Goal of the exercise → In the data, find each line where the word "mask" appears and list that line.

Dataset items →
= Beginning of Section =

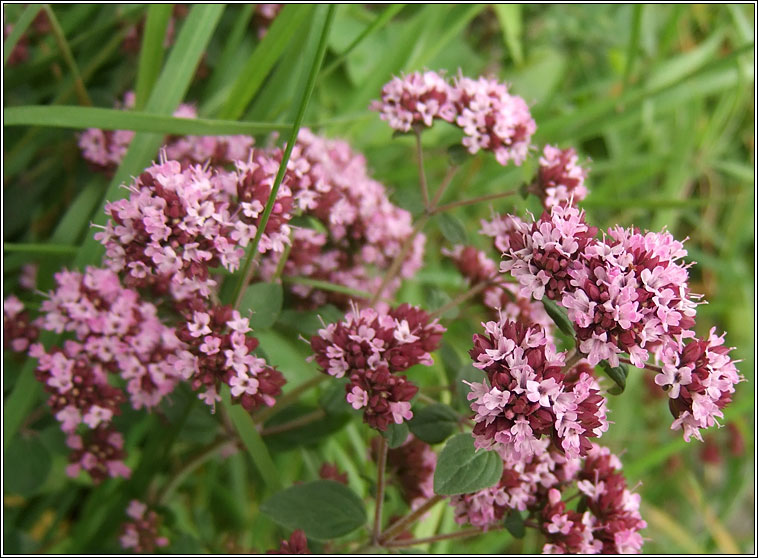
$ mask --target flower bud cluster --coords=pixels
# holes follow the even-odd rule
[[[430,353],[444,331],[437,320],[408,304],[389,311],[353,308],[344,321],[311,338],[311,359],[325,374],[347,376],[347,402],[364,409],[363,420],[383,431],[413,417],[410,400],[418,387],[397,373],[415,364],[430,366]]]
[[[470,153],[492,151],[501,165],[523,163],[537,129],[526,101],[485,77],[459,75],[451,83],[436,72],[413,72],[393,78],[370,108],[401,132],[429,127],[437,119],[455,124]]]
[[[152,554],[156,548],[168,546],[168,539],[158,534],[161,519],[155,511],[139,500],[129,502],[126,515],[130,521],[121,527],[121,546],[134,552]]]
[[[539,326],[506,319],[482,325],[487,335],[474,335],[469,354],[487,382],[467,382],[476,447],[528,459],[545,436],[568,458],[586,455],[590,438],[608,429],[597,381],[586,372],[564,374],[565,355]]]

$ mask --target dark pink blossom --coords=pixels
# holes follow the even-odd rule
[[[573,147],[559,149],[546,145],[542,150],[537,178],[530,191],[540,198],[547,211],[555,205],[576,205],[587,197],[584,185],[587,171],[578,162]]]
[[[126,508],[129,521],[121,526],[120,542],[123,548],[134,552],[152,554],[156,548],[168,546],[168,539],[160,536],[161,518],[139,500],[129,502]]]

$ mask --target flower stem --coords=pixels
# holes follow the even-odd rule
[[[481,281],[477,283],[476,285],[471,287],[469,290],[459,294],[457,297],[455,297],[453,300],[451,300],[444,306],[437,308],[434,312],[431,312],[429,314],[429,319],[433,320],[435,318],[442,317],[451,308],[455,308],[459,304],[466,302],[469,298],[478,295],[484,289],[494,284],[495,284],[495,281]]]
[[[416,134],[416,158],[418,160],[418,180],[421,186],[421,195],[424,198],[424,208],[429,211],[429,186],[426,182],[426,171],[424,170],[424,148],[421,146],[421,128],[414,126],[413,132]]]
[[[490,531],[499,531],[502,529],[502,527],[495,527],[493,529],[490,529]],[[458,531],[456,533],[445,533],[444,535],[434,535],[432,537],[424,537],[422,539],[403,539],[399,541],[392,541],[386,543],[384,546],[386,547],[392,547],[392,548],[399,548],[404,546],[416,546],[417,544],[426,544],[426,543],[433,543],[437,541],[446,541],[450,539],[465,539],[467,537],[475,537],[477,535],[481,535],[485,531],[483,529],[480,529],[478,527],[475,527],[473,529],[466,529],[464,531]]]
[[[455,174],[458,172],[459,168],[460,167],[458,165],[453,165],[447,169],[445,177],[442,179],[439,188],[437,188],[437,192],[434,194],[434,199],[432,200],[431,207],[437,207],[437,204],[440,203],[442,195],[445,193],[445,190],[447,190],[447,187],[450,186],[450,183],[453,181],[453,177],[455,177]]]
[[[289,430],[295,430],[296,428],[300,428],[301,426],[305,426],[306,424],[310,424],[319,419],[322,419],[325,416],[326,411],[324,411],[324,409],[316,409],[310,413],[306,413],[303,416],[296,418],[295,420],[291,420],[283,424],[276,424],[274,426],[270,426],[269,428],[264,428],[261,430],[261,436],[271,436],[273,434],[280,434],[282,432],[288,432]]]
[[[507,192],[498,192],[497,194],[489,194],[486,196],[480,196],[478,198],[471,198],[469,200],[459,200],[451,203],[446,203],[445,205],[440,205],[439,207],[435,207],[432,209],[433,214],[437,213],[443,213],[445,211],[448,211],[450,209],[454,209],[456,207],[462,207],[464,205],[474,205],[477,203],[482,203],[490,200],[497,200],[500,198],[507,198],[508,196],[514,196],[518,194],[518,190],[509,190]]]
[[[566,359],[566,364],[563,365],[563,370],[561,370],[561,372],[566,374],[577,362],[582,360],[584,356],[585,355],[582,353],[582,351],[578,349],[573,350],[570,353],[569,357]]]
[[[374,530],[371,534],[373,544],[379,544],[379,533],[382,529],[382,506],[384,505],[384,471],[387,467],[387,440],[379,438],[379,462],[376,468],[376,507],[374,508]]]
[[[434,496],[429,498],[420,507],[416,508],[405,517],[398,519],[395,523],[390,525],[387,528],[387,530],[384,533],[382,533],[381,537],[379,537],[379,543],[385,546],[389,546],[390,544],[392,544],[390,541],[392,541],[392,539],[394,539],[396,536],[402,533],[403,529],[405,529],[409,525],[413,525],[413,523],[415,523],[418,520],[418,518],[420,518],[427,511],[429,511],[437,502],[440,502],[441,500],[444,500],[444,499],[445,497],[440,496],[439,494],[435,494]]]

= End of Section =

Answer area →
$ mask --target flower bud cluster --coords=pixels
$ mask --target dark pink blossom --coords=pixels
$ mask --target flower stem --coords=pixels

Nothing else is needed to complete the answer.